▸ STATED EXERCISE:
Please shift every answer coordinate in the material by -16, starting at the line that has "Task: pick out one point for each instance of the lake" and stopping after the line that has "x=604, y=435". Give back only those lines, requests included, and leave the requests and their sample coordinates unchanged.

▸ RECORDS:

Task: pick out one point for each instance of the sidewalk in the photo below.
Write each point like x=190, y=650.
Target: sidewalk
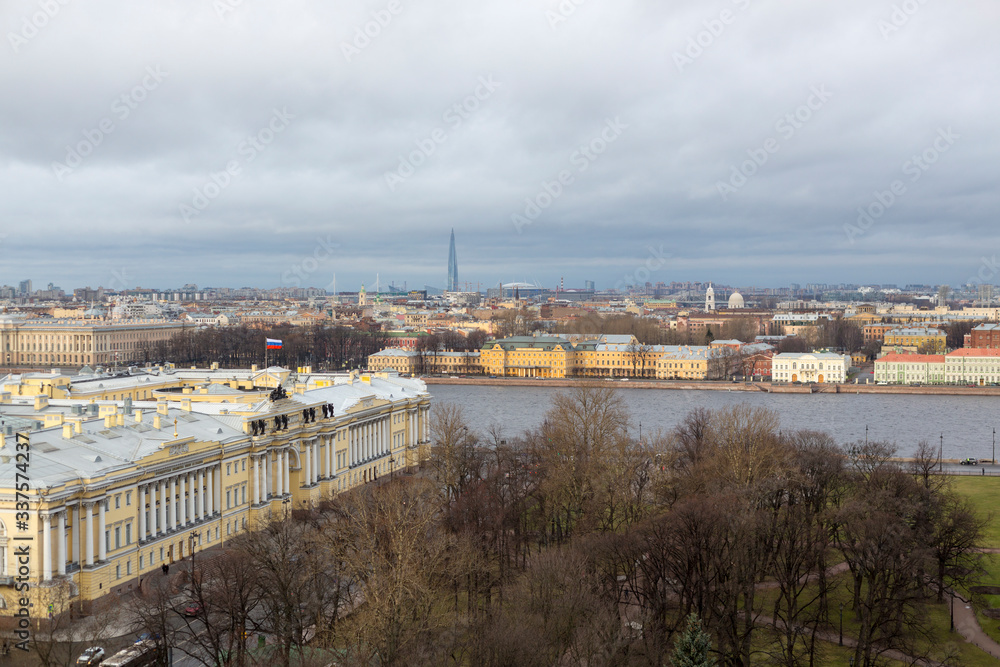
x=968, y=626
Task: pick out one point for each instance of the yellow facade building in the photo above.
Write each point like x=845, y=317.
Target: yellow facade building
x=96, y=493
x=606, y=356
x=25, y=342
x=917, y=338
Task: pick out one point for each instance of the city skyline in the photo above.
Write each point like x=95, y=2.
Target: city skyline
x=746, y=143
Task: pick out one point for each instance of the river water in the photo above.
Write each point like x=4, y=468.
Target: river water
x=967, y=422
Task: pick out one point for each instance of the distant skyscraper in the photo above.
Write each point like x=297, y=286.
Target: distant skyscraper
x=452, y=266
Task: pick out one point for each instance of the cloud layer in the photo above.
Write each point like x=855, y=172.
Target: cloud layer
x=224, y=142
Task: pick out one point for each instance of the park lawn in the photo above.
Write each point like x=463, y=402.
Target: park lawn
x=942, y=638
x=985, y=493
x=992, y=577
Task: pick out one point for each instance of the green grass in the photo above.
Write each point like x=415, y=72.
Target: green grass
x=985, y=493
x=938, y=615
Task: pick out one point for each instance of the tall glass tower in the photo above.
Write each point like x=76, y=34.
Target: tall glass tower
x=452, y=265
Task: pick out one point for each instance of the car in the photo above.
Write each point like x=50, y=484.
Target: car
x=193, y=609
x=91, y=657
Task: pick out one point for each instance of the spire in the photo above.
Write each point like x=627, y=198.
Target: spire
x=452, y=285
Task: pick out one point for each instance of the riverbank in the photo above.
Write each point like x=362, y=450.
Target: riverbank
x=766, y=387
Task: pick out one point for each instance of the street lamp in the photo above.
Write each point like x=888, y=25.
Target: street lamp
x=953, y=610
x=841, y=642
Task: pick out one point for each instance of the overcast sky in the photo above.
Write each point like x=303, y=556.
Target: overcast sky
x=231, y=143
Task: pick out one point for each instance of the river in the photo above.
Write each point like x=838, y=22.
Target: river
x=967, y=422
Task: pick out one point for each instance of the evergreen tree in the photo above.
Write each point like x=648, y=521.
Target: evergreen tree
x=692, y=647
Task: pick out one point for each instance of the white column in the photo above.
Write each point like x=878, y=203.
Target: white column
x=61, y=565
x=88, y=521
x=181, y=501
x=46, y=547
x=287, y=472
x=173, y=503
x=315, y=451
x=196, y=495
x=267, y=474
x=161, y=526
x=211, y=490
x=202, y=493
x=152, y=510
x=307, y=468
x=102, y=543
x=256, y=480
x=142, y=513
x=331, y=471
x=279, y=473
x=78, y=534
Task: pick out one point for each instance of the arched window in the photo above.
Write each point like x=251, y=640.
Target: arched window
x=3, y=552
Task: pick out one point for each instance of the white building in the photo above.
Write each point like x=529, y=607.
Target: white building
x=818, y=367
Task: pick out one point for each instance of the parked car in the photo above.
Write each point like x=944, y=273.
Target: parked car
x=193, y=609
x=91, y=657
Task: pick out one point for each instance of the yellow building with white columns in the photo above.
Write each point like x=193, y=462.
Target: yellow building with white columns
x=104, y=492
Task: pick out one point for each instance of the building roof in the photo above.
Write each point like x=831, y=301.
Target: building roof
x=895, y=357
x=974, y=352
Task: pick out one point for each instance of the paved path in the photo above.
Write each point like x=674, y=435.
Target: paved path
x=833, y=638
x=968, y=626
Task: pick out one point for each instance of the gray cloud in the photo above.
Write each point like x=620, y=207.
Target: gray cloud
x=561, y=80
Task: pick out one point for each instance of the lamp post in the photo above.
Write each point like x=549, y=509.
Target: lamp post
x=841, y=642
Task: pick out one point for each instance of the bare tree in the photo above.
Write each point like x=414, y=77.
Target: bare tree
x=456, y=458
x=925, y=460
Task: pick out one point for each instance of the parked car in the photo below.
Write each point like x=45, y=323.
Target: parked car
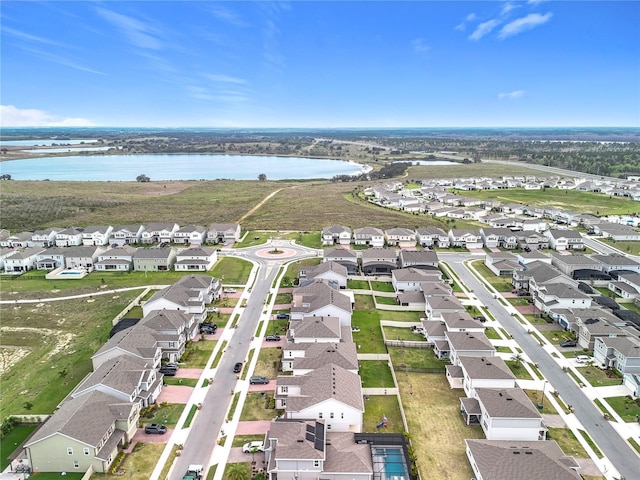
x=156, y=428
x=258, y=380
x=257, y=445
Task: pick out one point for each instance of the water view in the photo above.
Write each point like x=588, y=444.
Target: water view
x=175, y=167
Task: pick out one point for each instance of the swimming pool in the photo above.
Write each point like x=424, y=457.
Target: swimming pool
x=389, y=463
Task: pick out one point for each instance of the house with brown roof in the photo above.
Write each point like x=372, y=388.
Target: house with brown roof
x=330, y=393
x=498, y=460
x=86, y=432
x=504, y=414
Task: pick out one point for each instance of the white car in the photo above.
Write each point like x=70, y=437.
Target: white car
x=249, y=447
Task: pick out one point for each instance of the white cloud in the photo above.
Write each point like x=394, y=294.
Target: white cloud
x=419, y=45
x=11, y=116
x=483, y=29
x=523, y=24
x=511, y=95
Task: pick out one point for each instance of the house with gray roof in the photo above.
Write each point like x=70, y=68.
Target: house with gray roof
x=379, y=261
x=85, y=432
x=126, y=234
x=504, y=414
x=345, y=257
x=154, y=259
x=330, y=393
x=302, y=358
x=498, y=460
x=321, y=300
x=620, y=353
x=317, y=330
x=329, y=272
x=125, y=377
x=468, y=344
x=195, y=258
x=307, y=450
x=336, y=235
x=370, y=236
x=190, y=235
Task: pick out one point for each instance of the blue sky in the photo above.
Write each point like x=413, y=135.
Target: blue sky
x=320, y=64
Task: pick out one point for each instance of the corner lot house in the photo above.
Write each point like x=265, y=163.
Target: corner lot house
x=87, y=431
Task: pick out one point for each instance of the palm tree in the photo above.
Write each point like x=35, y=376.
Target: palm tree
x=237, y=471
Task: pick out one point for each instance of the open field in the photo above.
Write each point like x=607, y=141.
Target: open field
x=436, y=428
x=58, y=339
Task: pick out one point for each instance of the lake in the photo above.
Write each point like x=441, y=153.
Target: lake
x=175, y=167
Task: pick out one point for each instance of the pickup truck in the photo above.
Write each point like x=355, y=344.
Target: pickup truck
x=194, y=472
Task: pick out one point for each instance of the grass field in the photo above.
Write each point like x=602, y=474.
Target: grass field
x=436, y=427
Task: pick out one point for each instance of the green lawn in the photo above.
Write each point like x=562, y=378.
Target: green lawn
x=375, y=374
x=378, y=406
x=627, y=408
x=10, y=442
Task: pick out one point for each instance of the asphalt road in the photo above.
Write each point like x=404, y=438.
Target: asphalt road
x=604, y=435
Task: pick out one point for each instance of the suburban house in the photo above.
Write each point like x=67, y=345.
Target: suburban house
x=426, y=259
x=465, y=238
x=411, y=279
x=620, y=353
x=138, y=341
x=126, y=234
x=336, y=235
x=329, y=272
x=69, y=237
x=224, y=232
x=159, y=232
x=432, y=237
x=468, y=344
x=22, y=260
x=180, y=298
x=320, y=300
x=191, y=235
x=50, y=259
x=564, y=239
x=498, y=460
x=305, y=450
x=195, y=259
x=118, y=259
x=371, y=236
x=345, y=257
x=318, y=330
x=504, y=414
x=328, y=393
x=480, y=372
x=302, y=358
x=154, y=259
x=96, y=235
x=85, y=432
x=400, y=237
x=125, y=377
x=379, y=261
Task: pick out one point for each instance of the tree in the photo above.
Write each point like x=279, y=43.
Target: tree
x=238, y=471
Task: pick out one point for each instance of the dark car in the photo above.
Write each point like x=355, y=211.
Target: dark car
x=258, y=380
x=155, y=428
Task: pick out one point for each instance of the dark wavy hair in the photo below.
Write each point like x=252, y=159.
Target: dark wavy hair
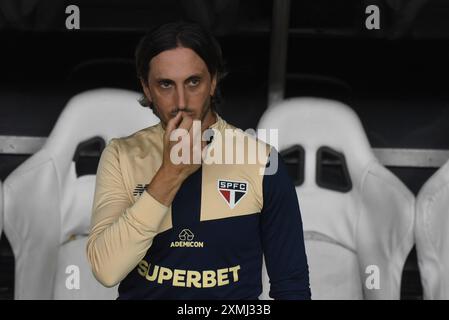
x=180, y=34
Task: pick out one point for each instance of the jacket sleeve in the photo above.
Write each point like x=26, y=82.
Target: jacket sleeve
x=121, y=231
x=282, y=236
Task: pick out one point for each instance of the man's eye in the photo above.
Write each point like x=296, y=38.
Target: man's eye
x=194, y=82
x=165, y=84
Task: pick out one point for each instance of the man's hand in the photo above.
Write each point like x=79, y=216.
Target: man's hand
x=170, y=176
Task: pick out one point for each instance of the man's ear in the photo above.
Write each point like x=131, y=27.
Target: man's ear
x=213, y=85
x=146, y=90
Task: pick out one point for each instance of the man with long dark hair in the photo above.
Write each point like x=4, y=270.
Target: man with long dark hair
x=192, y=230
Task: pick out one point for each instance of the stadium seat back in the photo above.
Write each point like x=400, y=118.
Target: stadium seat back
x=432, y=236
x=357, y=216
x=48, y=203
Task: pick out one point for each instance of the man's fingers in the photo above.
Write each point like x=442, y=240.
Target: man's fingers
x=173, y=123
x=186, y=122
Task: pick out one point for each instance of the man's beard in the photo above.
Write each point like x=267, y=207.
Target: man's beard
x=204, y=111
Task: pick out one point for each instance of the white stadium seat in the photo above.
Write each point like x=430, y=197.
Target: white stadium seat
x=48, y=208
x=357, y=238
x=432, y=236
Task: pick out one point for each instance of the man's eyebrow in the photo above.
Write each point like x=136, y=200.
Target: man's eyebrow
x=164, y=80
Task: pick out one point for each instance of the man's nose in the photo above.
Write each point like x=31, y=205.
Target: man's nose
x=181, y=99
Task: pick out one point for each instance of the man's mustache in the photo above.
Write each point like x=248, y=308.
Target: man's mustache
x=175, y=111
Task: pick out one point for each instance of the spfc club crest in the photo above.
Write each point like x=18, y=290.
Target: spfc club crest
x=232, y=191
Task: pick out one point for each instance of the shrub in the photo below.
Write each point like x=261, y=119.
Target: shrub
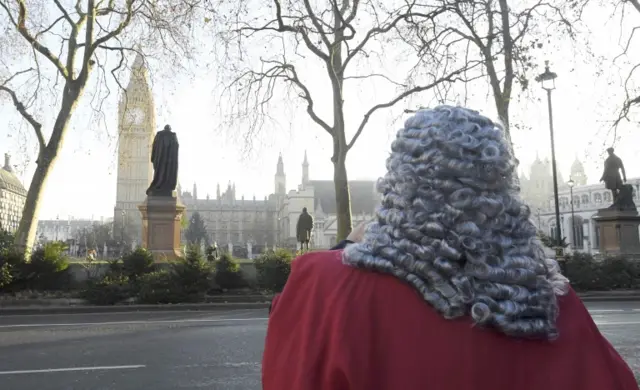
x=6, y=240
x=48, y=269
x=228, y=273
x=106, y=291
x=273, y=268
x=137, y=264
x=10, y=261
x=6, y=276
x=186, y=280
x=193, y=273
x=587, y=274
x=160, y=287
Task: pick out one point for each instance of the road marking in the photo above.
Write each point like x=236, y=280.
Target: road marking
x=173, y=312
x=71, y=369
x=617, y=323
x=141, y=322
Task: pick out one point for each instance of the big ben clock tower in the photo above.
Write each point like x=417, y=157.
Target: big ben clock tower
x=136, y=129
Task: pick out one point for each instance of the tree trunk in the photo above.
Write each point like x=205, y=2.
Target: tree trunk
x=26, y=233
x=502, y=106
x=343, y=197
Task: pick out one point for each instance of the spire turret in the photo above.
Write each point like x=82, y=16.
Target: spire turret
x=280, y=167
x=305, y=170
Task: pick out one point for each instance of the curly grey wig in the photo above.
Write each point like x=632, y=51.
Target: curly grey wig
x=453, y=226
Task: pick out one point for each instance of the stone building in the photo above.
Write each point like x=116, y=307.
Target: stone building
x=318, y=196
x=243, y=226
x=62, y=229
x=247, y=226
x=12, y=197
x=136, y=130
x=537, y=186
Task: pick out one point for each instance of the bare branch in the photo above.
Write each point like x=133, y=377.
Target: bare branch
x=37, y=126
x=20, y=24
x=451, y=78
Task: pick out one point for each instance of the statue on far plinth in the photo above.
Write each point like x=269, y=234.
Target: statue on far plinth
x=164, y=157
x=303, y=229
x=622, y=193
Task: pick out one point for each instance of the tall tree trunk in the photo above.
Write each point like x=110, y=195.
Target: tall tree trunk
x=341, y=183
x=26, y=234
x=343, y=197
x=502, y=106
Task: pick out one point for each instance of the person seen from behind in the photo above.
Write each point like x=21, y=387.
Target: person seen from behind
x=448, y=288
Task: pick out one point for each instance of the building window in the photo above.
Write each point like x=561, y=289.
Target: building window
x=578, y=233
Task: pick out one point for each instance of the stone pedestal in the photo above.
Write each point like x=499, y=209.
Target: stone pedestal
x=161, y=217
x=618, y=231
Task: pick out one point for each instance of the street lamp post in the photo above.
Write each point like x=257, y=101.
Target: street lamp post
x=547, y=80
x=124, y=216
x=571, y=183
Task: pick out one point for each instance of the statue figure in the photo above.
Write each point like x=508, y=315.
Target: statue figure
x=624, y=201
x=611, y=175
x=164, y=157
x=303, y=229
x=213, y=253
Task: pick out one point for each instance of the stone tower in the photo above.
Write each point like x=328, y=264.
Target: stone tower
x=578, y=174
x=136, y=130
x=280, y=178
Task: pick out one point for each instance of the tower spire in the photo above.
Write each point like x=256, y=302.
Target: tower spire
x=305, y=170
x=280, y=167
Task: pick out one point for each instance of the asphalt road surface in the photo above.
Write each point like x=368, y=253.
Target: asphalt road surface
x=180, y=350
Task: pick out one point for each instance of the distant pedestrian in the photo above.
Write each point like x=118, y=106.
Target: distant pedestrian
x=303, y=229
x=448, y=288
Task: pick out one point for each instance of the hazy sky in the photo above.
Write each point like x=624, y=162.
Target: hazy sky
x=83, y=182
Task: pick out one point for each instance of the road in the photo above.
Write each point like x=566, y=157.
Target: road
x=180, y=350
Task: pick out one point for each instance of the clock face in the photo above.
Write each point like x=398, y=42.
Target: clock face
x=136, y=116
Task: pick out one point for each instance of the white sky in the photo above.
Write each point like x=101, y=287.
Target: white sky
x=83, y=181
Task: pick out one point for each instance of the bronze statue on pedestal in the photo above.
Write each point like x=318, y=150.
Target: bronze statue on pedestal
x=622, y=193
x=164, y=157
x=303, y=229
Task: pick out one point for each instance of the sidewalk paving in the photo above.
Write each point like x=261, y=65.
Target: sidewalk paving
x=213, y=303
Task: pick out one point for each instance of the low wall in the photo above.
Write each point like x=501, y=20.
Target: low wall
x=82, y=270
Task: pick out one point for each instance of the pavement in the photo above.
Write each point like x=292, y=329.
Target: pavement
x=181, y=349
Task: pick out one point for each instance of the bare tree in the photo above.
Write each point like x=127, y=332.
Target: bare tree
x=67, y=43
x=502, y=34
x=334, y=35
x=629, y=9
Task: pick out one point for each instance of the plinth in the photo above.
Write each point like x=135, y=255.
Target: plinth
x=618, y=231
x=161, y=217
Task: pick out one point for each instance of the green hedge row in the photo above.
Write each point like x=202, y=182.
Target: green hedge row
x=612, y=273
x=186, y=280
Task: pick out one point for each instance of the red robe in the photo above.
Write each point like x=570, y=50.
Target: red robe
x=339, y=328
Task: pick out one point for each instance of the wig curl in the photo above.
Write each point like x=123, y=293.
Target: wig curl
x=452, y=225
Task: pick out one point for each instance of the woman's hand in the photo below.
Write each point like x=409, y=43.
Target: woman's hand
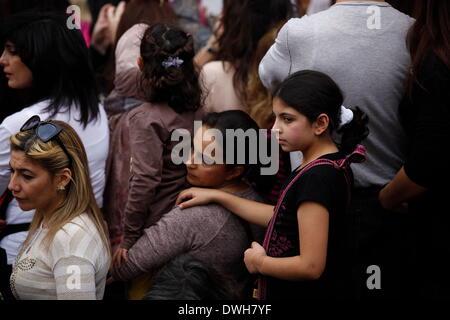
x=195, y=197
x=121, y=254
x=253, y=258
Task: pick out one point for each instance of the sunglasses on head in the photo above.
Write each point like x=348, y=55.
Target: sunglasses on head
x=45, y=131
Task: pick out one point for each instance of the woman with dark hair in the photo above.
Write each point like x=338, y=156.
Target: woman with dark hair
x=50, y=61
x=209, y=233
x=421, y=185
x=169, y=82
x=241, y=26
x=67, y=236
x=305, y=254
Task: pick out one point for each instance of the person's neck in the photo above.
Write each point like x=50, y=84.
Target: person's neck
x=48, y=211
x=318, y=150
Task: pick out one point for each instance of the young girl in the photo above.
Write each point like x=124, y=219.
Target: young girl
x=304, y=251
x=170, y=85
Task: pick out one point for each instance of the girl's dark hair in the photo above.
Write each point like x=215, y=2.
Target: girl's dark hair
x=177, y=85
x=312, y=93
x=244, y=23
x=145, y=11
x=59, y=61
x=430, y=32
x=236, y=120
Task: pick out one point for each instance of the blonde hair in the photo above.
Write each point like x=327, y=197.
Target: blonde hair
x=79, y=197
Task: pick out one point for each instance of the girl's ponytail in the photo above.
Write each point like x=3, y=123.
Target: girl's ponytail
x=354, y=132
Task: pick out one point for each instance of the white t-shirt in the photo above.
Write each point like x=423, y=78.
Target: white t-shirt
x=95, y=138
x=73, y=267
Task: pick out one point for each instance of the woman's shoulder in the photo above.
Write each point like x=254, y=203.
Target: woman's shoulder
x=218, y=67
x=14, y=122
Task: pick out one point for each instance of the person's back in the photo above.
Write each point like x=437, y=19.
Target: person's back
x=368, y=61
x=209, y=233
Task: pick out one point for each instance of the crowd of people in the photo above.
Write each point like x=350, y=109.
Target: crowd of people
x=93, y=205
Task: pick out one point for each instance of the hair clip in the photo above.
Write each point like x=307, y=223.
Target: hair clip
x=172, y=62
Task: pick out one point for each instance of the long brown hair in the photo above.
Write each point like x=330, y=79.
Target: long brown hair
x=244, y=23
x=79, y=197
x=430, y=32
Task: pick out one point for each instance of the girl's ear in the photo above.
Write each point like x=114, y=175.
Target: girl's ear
x=234, y=173
x=140, y=62
x=321, y=124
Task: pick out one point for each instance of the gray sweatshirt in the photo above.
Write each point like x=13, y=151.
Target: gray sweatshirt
x=361, y=46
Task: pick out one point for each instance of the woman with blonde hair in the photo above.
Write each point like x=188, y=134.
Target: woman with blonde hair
x=66, y=254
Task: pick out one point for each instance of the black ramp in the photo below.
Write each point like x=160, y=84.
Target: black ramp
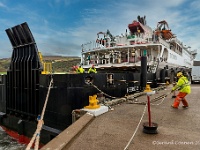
x=22, y=94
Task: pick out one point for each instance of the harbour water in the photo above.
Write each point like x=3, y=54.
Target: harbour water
x=8, y=143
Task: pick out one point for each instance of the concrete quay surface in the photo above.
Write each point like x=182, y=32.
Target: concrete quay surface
x=117, y=129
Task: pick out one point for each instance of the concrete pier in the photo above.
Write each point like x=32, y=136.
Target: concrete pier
x=177, y=128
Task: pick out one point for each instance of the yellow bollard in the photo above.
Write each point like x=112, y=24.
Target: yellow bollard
x=148, y=88
x=93, y=102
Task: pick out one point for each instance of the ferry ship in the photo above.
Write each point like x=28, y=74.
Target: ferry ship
x=164, y=52
x=125, y=64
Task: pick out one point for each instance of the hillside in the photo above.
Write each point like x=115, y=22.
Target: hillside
x=59, y=63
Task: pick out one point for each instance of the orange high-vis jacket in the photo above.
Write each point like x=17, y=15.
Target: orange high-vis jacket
x=182, y=85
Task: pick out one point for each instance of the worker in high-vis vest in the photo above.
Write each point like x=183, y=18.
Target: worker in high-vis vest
x=92, y=70
x=80, y=69
x=183, y=86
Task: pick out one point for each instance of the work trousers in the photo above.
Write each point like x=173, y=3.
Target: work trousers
x=180, y=97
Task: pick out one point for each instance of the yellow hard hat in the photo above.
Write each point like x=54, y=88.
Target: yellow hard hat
x=179, y=74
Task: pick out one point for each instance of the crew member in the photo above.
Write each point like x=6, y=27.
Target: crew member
x=80, y=69
x=184, y=88
x=92, y=70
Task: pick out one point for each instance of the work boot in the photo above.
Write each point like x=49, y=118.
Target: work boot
x=185, y=106
x=174, y=107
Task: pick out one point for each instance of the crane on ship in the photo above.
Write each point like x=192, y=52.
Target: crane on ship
x=163, y=30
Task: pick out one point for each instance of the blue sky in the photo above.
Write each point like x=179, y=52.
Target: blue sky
x=61, y=26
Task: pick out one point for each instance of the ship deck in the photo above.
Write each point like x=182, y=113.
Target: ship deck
x=177, y=128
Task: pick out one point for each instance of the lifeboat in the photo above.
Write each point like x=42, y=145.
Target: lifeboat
x=163, y=30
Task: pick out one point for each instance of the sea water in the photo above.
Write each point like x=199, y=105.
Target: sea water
x=9, y=143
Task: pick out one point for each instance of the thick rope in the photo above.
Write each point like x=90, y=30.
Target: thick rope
x=36, y=135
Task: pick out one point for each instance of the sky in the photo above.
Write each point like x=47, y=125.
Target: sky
x=60, y=27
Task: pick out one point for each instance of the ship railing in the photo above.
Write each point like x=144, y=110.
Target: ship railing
x=163, y=42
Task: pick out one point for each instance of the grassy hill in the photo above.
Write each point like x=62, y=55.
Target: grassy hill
x=59, y=63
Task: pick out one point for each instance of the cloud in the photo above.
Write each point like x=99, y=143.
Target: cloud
x=2, y=5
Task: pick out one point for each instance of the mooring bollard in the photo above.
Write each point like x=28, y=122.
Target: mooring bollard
x=149, y=127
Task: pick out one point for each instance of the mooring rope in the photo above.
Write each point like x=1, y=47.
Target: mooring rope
x=126, y=147
x=36, y=135
x=102, y=91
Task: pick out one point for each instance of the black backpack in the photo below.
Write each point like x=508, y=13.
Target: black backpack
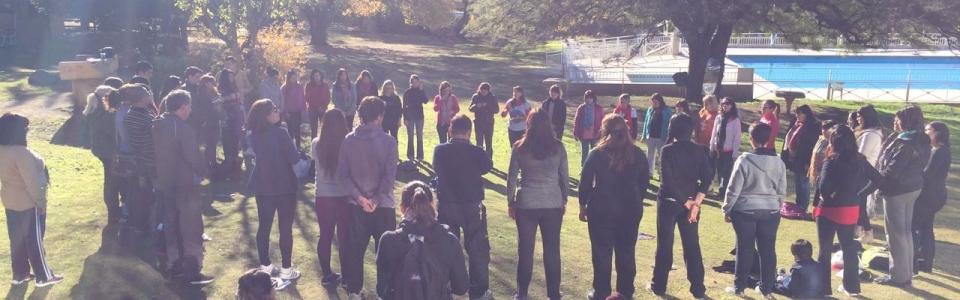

▸ RESULT FOR THIS EXERCISE:
Task: pick out one point for each instance of the lake in the photo above.
Write each point like x=441, y=153.
Target: lake
x=159, y=151
Task: pick out one point for each instance of the pickup truck in the photo above.
Write each point like x=355, y=344.
Target: pickup truck
x=178, y=456
Task: pick out one point for each instance of the grass field in the photo above.
Write each point like x=602, y=474.
Target: grass field
x=420, y=411
Task: pick out one point for each instance of the green lawn in the photo above.
Write each point like x=562, y=378.
Target: green lawn
x=359, y=358
x=362, y=390
x=611, y=392
x=-6, y=426
Task: pick out one point for each instance of the asphalt road in the photo above.
Write each point like x=404, y=438.
Target: asphalt road
x=588, y=419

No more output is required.